_Data excerpts_:
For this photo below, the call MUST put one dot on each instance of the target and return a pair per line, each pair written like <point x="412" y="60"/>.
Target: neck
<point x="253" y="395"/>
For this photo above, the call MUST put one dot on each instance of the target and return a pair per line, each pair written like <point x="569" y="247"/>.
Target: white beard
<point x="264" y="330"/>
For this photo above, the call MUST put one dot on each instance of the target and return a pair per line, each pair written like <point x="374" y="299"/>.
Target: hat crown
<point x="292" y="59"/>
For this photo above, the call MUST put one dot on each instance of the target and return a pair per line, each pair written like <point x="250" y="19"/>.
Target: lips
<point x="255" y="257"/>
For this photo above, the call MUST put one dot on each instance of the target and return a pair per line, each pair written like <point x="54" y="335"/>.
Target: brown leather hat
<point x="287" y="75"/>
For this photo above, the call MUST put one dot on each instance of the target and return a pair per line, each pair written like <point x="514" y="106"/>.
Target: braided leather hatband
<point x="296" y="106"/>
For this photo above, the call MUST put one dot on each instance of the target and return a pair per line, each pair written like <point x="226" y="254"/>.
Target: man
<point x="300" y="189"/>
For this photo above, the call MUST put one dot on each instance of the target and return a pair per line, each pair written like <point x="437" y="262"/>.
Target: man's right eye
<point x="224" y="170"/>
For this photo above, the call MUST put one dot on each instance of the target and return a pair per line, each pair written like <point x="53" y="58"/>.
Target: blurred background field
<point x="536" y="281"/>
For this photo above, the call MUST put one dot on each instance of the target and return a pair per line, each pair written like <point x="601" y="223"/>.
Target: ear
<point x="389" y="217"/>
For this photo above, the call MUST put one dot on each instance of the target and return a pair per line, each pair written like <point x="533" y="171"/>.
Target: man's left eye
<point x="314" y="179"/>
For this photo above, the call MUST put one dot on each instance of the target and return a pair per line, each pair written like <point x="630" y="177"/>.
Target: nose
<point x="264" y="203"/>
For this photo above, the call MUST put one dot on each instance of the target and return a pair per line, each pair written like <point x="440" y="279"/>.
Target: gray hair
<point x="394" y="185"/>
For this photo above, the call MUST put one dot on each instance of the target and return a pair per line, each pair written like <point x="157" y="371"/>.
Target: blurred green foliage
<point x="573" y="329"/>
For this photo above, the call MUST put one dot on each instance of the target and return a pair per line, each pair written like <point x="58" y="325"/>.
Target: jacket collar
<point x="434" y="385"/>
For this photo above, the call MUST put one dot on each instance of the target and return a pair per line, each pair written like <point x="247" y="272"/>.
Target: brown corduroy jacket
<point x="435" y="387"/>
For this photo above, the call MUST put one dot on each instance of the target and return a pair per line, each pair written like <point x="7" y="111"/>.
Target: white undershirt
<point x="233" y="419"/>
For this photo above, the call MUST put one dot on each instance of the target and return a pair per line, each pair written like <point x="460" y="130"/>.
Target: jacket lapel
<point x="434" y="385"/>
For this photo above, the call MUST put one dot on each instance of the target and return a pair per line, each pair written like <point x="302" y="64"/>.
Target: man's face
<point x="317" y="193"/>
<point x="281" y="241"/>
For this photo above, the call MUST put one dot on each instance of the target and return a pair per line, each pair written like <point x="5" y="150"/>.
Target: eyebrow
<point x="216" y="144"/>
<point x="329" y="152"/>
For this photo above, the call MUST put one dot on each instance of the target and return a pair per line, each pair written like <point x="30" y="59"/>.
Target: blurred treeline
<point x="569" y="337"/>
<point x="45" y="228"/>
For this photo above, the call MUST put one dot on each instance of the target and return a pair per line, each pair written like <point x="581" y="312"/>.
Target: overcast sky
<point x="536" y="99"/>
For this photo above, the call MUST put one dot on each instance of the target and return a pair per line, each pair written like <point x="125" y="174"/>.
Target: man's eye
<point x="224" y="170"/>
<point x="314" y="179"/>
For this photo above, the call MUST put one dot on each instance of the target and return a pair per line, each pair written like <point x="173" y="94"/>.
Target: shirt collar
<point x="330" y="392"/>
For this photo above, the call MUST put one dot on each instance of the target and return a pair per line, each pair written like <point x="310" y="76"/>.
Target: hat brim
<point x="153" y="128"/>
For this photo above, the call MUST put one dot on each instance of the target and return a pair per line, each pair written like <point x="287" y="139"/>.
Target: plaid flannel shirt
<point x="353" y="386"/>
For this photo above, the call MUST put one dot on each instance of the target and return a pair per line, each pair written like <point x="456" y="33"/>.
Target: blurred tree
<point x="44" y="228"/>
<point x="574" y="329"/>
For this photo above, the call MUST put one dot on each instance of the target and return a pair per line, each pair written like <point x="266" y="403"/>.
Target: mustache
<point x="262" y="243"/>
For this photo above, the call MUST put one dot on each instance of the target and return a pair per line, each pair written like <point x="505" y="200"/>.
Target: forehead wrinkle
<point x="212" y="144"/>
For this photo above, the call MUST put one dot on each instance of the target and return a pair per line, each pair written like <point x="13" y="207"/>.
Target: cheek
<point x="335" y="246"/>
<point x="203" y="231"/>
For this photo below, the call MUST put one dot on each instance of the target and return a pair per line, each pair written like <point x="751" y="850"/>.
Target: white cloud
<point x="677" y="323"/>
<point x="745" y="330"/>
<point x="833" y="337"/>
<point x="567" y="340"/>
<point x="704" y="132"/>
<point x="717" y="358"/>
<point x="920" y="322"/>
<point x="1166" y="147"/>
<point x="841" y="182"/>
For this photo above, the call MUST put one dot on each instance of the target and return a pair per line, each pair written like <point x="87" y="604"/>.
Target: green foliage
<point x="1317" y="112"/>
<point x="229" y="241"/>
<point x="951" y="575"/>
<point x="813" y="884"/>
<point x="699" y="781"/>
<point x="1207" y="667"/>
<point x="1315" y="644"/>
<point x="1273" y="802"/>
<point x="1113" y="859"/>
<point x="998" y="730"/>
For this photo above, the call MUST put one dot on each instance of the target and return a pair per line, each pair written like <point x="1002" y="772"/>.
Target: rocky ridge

_Task objective_: Copy out all the lines of the records that include "below".

_Response to this exercise_:
For this photo below, the call MUST put one dot on each instance of the target and return a pair per line, each pair written like <point x="412" y="60"/>.
For this photo below, the call MUST put one dot on each instance of the target and return a pair per line, each pair written like <point x="751" y="850"/>.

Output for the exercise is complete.